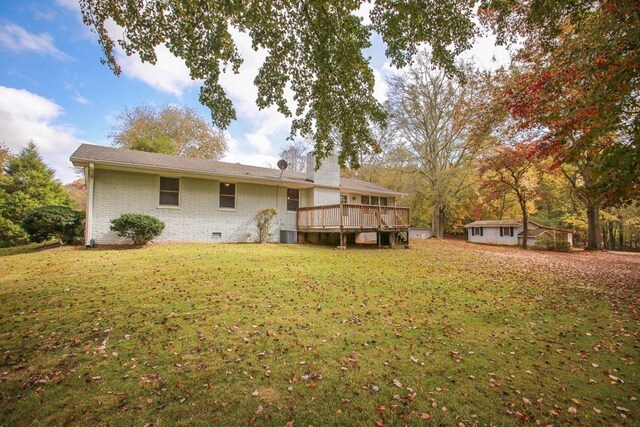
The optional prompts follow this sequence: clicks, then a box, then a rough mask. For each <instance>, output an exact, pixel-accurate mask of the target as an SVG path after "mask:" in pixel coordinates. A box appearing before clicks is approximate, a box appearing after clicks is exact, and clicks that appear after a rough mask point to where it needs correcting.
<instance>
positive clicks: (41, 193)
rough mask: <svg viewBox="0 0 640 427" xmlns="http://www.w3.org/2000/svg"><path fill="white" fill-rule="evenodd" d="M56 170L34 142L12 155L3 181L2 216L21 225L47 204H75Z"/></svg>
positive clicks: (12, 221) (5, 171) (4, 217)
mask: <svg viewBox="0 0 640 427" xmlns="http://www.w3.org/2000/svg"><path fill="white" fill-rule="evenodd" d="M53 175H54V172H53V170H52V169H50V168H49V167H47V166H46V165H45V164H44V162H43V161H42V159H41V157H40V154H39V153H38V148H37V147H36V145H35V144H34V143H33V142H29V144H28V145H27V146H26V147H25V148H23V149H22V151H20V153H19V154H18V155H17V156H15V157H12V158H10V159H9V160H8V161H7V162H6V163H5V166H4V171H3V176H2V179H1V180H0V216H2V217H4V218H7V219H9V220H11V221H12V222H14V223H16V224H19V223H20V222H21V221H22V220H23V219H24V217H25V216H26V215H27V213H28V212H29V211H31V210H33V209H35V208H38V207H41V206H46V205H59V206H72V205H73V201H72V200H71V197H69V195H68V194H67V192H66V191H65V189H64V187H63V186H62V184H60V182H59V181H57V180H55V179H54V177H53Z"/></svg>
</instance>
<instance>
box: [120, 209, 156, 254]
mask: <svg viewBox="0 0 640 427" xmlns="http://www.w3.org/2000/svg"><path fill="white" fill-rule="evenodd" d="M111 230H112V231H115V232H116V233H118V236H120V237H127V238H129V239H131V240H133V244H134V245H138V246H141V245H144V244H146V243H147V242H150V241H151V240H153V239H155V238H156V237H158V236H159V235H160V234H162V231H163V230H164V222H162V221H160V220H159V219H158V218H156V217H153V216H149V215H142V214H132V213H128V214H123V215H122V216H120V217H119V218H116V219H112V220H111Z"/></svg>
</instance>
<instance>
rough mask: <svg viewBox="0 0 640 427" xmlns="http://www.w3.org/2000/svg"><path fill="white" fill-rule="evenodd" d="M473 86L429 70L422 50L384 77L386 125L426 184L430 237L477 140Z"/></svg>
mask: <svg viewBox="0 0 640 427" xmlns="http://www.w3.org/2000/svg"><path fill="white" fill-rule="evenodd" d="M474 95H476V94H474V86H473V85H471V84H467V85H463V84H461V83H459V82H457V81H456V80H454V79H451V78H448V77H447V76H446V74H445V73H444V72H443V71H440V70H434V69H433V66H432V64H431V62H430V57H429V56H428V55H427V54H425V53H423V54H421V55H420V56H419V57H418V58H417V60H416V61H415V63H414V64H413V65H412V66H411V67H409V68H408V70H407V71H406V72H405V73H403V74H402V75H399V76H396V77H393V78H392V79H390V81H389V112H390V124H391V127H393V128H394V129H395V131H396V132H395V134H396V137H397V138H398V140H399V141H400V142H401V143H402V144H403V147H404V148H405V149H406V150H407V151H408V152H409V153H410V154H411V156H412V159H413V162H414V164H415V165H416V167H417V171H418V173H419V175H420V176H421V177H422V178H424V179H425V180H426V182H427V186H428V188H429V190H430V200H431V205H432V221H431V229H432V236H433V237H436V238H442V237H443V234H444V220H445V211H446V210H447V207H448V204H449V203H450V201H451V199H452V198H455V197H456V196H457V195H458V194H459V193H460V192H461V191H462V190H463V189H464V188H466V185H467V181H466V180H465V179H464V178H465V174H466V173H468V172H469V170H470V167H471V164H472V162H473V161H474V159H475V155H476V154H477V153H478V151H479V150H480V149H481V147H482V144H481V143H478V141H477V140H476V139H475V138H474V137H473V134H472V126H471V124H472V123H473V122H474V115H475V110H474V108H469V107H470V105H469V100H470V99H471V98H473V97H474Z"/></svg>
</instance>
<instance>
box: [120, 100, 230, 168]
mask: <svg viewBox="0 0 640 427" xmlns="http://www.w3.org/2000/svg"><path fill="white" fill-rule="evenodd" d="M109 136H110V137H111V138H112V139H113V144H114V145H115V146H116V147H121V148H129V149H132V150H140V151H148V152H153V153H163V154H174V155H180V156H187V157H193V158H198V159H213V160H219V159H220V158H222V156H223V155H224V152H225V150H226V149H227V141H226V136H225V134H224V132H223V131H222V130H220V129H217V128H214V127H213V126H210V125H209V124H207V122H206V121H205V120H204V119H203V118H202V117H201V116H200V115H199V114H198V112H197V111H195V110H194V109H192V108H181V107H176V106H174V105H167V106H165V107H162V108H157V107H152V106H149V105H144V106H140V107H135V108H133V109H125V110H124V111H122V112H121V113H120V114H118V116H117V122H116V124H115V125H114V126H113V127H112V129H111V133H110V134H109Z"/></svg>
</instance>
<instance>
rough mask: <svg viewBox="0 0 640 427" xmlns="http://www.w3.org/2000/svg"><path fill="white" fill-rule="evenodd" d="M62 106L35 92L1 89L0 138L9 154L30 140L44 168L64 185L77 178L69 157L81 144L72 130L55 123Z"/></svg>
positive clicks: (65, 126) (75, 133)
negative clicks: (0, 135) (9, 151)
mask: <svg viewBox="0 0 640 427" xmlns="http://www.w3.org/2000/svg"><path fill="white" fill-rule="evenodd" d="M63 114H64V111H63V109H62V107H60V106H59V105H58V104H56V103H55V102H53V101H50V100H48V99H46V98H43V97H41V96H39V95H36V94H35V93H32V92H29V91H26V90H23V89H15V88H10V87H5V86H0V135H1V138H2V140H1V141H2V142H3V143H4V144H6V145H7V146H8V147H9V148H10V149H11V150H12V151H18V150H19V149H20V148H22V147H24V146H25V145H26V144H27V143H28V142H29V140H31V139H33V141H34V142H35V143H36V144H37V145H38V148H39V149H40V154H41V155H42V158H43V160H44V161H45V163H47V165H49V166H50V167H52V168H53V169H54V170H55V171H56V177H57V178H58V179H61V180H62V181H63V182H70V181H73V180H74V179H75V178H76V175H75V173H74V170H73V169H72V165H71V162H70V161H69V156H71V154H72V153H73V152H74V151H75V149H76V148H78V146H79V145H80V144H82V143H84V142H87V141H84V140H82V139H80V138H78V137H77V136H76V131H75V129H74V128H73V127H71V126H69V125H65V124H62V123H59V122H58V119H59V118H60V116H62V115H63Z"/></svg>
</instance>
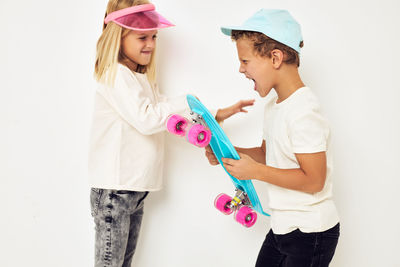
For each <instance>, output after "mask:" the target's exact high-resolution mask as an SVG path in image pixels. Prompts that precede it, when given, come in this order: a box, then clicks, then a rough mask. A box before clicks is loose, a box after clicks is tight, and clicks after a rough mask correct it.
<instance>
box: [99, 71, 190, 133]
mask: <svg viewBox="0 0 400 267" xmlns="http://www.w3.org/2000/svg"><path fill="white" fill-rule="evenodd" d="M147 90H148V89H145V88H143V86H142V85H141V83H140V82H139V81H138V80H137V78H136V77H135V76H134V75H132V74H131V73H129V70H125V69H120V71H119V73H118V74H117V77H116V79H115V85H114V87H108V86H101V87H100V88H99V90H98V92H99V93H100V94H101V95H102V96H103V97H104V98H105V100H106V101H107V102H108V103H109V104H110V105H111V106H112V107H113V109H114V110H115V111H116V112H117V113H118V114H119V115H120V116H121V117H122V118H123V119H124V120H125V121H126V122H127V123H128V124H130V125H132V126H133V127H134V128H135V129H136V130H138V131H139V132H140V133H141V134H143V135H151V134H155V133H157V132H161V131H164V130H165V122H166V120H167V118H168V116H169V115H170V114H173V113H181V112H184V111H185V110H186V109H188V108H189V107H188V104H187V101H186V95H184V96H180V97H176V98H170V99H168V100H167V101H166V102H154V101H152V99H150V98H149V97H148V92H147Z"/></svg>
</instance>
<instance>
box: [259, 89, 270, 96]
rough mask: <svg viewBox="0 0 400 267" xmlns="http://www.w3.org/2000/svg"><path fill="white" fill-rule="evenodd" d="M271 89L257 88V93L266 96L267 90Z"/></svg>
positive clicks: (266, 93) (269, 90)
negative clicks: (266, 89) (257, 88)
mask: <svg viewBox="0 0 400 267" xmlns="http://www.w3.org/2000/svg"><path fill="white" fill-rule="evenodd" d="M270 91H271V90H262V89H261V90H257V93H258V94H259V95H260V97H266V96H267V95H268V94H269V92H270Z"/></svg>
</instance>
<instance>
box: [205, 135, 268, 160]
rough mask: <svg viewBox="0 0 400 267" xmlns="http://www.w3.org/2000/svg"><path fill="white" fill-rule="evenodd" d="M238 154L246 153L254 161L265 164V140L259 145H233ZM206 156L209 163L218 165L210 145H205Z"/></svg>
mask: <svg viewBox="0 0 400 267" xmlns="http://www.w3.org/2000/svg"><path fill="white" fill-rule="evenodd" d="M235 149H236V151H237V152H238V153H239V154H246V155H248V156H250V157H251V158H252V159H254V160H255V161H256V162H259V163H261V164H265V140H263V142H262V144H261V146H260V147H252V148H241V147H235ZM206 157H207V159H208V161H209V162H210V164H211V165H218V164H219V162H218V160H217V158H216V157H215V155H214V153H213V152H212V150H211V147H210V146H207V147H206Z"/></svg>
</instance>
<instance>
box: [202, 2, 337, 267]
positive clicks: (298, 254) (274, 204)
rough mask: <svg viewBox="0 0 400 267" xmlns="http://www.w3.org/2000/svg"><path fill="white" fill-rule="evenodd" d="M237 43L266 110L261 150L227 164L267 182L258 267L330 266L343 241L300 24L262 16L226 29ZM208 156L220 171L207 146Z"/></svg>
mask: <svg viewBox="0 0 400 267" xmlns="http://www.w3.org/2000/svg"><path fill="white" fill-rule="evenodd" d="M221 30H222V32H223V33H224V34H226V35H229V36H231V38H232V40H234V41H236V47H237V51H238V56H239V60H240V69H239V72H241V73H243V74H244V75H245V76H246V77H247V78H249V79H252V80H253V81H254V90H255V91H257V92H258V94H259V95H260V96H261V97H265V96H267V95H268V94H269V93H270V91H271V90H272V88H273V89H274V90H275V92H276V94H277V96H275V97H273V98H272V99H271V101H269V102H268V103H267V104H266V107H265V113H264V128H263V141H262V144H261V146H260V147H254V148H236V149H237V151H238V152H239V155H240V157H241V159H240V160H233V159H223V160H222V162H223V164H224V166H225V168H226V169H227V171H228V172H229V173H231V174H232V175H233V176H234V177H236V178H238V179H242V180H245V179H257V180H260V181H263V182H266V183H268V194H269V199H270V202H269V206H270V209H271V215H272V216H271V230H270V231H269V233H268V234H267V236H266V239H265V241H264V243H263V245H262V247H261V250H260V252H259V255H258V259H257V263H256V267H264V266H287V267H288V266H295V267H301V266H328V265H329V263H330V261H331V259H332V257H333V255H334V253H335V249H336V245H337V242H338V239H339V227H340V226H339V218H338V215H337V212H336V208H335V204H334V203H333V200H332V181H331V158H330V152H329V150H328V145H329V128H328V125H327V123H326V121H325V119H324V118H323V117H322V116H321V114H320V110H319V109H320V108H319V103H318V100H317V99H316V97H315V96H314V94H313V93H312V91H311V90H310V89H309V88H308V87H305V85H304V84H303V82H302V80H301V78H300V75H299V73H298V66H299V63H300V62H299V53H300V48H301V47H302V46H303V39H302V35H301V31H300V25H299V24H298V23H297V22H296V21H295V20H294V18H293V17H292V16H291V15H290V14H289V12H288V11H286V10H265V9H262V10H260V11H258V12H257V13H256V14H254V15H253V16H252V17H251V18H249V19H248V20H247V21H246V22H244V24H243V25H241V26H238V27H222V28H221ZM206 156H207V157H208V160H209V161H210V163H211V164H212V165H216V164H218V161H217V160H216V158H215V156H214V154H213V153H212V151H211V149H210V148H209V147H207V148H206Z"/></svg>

****************

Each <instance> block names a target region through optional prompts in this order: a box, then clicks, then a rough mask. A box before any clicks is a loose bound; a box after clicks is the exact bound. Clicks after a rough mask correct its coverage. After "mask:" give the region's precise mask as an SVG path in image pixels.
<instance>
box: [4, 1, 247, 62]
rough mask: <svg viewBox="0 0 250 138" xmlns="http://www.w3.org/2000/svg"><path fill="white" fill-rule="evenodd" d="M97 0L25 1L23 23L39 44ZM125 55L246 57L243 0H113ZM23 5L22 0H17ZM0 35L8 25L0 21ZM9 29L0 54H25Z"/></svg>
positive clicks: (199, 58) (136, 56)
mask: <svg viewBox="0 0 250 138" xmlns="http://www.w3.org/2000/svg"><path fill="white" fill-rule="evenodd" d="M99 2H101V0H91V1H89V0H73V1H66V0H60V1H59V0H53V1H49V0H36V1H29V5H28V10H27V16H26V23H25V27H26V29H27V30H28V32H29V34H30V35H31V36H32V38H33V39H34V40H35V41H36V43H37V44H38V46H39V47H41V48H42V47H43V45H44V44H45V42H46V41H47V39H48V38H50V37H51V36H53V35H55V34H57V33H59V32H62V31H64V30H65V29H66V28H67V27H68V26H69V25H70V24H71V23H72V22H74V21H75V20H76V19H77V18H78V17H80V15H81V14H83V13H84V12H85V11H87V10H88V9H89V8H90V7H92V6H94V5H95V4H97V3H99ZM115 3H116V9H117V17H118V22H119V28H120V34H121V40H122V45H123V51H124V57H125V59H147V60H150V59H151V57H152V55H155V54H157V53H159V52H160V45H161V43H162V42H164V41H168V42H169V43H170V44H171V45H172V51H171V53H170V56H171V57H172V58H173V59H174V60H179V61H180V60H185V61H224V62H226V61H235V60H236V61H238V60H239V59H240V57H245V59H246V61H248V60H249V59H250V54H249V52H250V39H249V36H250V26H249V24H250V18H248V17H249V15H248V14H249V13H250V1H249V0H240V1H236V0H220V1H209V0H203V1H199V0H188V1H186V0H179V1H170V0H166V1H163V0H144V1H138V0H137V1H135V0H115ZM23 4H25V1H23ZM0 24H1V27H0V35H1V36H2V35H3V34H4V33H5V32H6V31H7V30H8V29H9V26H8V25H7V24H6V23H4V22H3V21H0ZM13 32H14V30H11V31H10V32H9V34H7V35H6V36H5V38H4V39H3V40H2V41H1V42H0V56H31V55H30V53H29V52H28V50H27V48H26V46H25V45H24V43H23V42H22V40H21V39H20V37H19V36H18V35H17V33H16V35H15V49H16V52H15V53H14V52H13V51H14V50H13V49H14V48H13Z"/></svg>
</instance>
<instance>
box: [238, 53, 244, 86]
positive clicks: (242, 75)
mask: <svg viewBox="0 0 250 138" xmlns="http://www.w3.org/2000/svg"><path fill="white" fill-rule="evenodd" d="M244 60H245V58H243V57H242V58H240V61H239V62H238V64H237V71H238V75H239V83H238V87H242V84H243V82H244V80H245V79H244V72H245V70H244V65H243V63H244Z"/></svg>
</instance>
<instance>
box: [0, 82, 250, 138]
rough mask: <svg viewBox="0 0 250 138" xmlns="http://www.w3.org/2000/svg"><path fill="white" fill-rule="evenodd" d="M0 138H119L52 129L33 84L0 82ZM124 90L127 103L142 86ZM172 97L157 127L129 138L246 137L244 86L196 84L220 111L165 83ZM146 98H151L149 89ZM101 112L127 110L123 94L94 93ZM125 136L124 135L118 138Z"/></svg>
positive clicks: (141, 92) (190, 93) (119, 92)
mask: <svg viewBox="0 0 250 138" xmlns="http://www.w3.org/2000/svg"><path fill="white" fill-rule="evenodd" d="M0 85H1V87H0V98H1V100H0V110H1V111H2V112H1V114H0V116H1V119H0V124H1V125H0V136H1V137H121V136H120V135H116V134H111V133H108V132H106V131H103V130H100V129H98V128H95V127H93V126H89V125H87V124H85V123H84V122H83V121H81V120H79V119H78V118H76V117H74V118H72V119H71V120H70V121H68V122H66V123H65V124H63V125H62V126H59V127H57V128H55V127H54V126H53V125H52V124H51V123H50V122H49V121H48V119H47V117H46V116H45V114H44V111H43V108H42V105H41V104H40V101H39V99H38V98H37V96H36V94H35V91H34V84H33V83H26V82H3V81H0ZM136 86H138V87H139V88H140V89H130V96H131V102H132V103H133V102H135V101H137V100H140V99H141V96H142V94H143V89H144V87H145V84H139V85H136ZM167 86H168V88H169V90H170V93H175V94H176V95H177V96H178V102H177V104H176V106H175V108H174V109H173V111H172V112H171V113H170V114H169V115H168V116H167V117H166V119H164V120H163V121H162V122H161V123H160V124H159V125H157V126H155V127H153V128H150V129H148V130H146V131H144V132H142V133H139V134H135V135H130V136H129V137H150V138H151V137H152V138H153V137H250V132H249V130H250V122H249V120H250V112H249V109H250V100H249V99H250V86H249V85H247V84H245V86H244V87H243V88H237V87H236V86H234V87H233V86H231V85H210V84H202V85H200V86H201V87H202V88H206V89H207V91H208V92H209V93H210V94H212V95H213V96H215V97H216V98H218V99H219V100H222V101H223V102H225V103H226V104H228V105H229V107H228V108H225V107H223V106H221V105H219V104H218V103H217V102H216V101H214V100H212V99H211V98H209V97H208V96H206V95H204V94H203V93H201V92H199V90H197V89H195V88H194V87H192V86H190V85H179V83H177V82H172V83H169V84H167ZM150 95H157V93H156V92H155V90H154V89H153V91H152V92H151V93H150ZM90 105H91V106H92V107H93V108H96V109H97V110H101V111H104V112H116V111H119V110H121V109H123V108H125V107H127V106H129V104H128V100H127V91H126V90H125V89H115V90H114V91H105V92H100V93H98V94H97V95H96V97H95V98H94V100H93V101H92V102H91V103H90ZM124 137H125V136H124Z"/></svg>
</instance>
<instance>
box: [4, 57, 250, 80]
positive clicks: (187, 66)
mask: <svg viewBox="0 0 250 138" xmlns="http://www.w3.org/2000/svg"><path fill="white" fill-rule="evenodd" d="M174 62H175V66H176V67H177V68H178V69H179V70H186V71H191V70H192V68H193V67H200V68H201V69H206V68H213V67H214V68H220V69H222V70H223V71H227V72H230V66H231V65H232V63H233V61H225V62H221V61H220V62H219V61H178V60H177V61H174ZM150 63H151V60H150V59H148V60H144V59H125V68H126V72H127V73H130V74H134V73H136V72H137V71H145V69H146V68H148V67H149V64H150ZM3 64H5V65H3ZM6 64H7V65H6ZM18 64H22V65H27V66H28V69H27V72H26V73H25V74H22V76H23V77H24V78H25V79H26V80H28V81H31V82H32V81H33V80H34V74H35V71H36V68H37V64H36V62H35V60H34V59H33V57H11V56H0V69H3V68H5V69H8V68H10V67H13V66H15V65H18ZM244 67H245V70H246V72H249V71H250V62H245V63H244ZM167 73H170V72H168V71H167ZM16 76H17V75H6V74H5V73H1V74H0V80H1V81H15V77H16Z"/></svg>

****************

> WORK ITEM
Go through the records above and count every line that includes "then". Give the number and nothing else.

> ANSWER BOX
3